Im Frühling 2012 startete beim amerikanischen Verlag Image Comics mit »Saga« eine neue monatliche Comicreihe, die für einige Furore sorgte, bisher mit einem Hugo- und drei Eisner-Awards ausgezeichnet wurde und es mittlerweile auf achtzehn Hefte gebracht hat. Brian K. Vaughan (»Y: The Last Man« & »Ex Machina«) liefert hierbei die Texte, Fiona Staples (»North 40« & »Mystery Society«) das Artwork. »Saga« lässt sich formal am ehesten als eine Genre-Mix aus Space Opera und Fantasy bezeichnen, inhaltlich wiederum kommen im Netz immer wieder Vergleiche zu einer Mischung aus Star Wars, Game of Thrones und Romeo & Julia auf, was es eigentlich ganz gut auf den Punkt bringt. Ich kam nun endlich einmal dazu, den ersten Sammelband, der die Hefte #1 bis #6 enthält, zu lesen, und möchte euch hier gern meine Eindrücke schildern (@ Yippee: ich hab deine Anfrage also nicht vergessen ).
Im Mittelpunkt der Geschichte stehen Alana und Marko, beides Soldaten in einem seit Jahrhunderten währenden Krieg, der innerhalb eines Sonnensystems begann und sich inzwischen auf die ganze Galaxie ausgebreitet hat. Bevor sie sich kennengelernt haben, kämpften sie auf unterschiedlichen Seiten, denn in diesem Konflikt stehen sich seit jeher ihre Heimatwelten gegenüber – Alana stammt von dem Planeten Landfall, Marko von dessen verfeindetem Mond Wreath. Was der Auslöser dieses Krieges war, erfährt man nicht; vielleicht erinnert sich auch niemand mehr. Ein Grund könnte möglicherweise das unterschiedliche Aussehen der sich bekriegenden Parteien sein. Die Spezies beider Welten wirken zwar auf den ersten Blick wie Menschen und verhalten sich in vielerlei Hinsicht auch so, unterscheiden sich in einem Punkt jedoch deutlich von uns und voneinander: die einen haben Vogel- oder Insektenflügel, die anderen hingegen tragen Hörner oder Geweihe. Darüber hinaus sind die einen eher technisch versiert und kämpfen mit Schusswaffen, während ihre Gegner über Magie verfügen und mit Hieb- und Stichwaffen kämpfen. Doch auch wenn sich die Assoziation zu einem Kampf zwischen Engeln und Teufeln förmlich aufdrängt, lässt sich keine klare Unterscheidung zwischen Gut und Böse treffen.

- _Aufgabe A_: Von welcher Welt stammt Marko laut dem Lesetext?

- _Vorliegende Datensätze_:
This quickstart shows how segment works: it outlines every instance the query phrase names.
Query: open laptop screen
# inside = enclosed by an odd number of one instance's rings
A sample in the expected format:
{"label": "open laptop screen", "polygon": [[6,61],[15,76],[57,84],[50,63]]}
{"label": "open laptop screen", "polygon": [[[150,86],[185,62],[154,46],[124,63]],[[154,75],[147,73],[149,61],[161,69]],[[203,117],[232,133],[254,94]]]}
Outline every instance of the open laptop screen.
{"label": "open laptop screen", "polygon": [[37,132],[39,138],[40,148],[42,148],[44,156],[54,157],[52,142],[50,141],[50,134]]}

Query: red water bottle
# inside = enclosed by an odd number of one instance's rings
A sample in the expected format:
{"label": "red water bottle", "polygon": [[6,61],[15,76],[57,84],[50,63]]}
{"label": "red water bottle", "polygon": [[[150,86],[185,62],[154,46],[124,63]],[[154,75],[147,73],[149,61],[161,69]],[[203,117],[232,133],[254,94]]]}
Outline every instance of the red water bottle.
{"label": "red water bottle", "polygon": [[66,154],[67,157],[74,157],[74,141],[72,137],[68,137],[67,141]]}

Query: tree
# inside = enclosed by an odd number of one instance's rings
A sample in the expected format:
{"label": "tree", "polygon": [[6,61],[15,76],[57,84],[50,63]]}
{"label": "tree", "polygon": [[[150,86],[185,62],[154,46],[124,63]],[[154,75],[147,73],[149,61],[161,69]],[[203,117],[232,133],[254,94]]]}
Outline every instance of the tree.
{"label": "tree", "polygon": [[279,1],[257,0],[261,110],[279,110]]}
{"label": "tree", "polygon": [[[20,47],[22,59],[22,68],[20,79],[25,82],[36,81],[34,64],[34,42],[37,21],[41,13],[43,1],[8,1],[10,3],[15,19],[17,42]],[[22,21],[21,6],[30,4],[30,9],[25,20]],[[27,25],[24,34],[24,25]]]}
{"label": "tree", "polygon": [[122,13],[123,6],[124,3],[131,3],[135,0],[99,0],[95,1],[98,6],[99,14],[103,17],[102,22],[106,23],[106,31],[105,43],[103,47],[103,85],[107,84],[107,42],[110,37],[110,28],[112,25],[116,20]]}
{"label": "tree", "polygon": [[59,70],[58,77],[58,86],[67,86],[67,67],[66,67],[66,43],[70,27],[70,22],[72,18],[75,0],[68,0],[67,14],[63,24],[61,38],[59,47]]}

- _Aufgabe B_: Stelle sämtliche Zeilen der Datensätze als nummerierte Liste dar und lass dabei die Leerzeilen weg.

- _Antwort A_: Marko stammt von Wreath, dem mit Landfall verfeindeten Mond.

- _Antwort B_:
1. This quickstart shows how segment works: it outlines every instance the query phrase names.
2. Query: open laptop screen
3. # inside = enclosed by an odd number of one instance's rings
4. A sample in the expected format:
5. {"label": "open laptop screen", "polygon": [[6,61],[15,76],[57,84],[50,63]]}
6. {"label": "open laptop screen", "polygon": [[[150,86],[185,62],[154,46],[124,63]],[[154,75],[147,73],[149,61],[161,69]],[[203,117],[232,133],[254,94]]]}
7. Outline every instance of the open laptop screen.
8. {"label": "open laptop screen", "polygon": [[37,132],[39,138],[40,148],[42,148],[44,156],[54,157],[52,142],[50,141],[50,134]]}
9. Query: red water bottle
10. # inside = enclosed by an odd number of one instance's rings
11. A sample in the expected format:
12. {"label": "red water bottle", "polygon": [[6,61],[15,76],[57,84],[50,63]]}
13. {"label": "red water bottle", "polygon": [[[150,86],[185,62],[154,46],[124,63]],[[154,75],[147,73],[149,61],[161,69]],[[203,117],[232,133],[254,94]]]}
14. Outline every instance of the red water bottle.
15. {"label": "red water bottle", "polygon": [[66,154],[67,157],[74,157],[74,141],[72,137],[68,137],[67,141]]}
16. Query: tree
17. # inside = enclosed by an odd number of one instance's rings
18. A sample in the expected format:
19. {"label": "tree", "polygon": [[6,61],[15,76],[57,84],[50,63]]}
20. {"label": "tree", "polygon": [[[150,86],[185,62],[154,46],[124,63]],[[154,75],[147,73],[149,61],[161,69]],[[203,117],[232,133],[254,94]]]}
21. Outline every instance of the tree.
22. {"label": "tree", "polygon": [[279,1],[257,0],[261,110],[279,110]]}
23. {"label": "tree", "polygon": [[[20,47],[22,59],[22,68],[20,79],[25,82],[36,81],[34,64],[34,42],[37,21],[41,13],[43,1],[8,1],[10,3],[15,19],[17,42]],[[22,21],[21,6],[30,4],[30,9],[25,20]],[[27,25],[24,34],[24,25]]]}
24. {"label": "tree", "polygon": [[122,13],[123,6],[124,3],[131,3],[135,0],[99,0],[95,1],[98,6],[99,14],[103,17],[102,22],[106,23],[106,31],[105,43],[103,47],[103,85],[107,84],[107,42],[110,37],[110,28],[112,25],[116,20]]}
25. {"label": "tree", "polygon": [[59,70],[58,77],[58,86],[67,86],[67,67],[66,67],[66,43],[70,27],[70,22],[72,18],[75,0],[68,0],[67,14],[63,24],[61,38],[59,47]]}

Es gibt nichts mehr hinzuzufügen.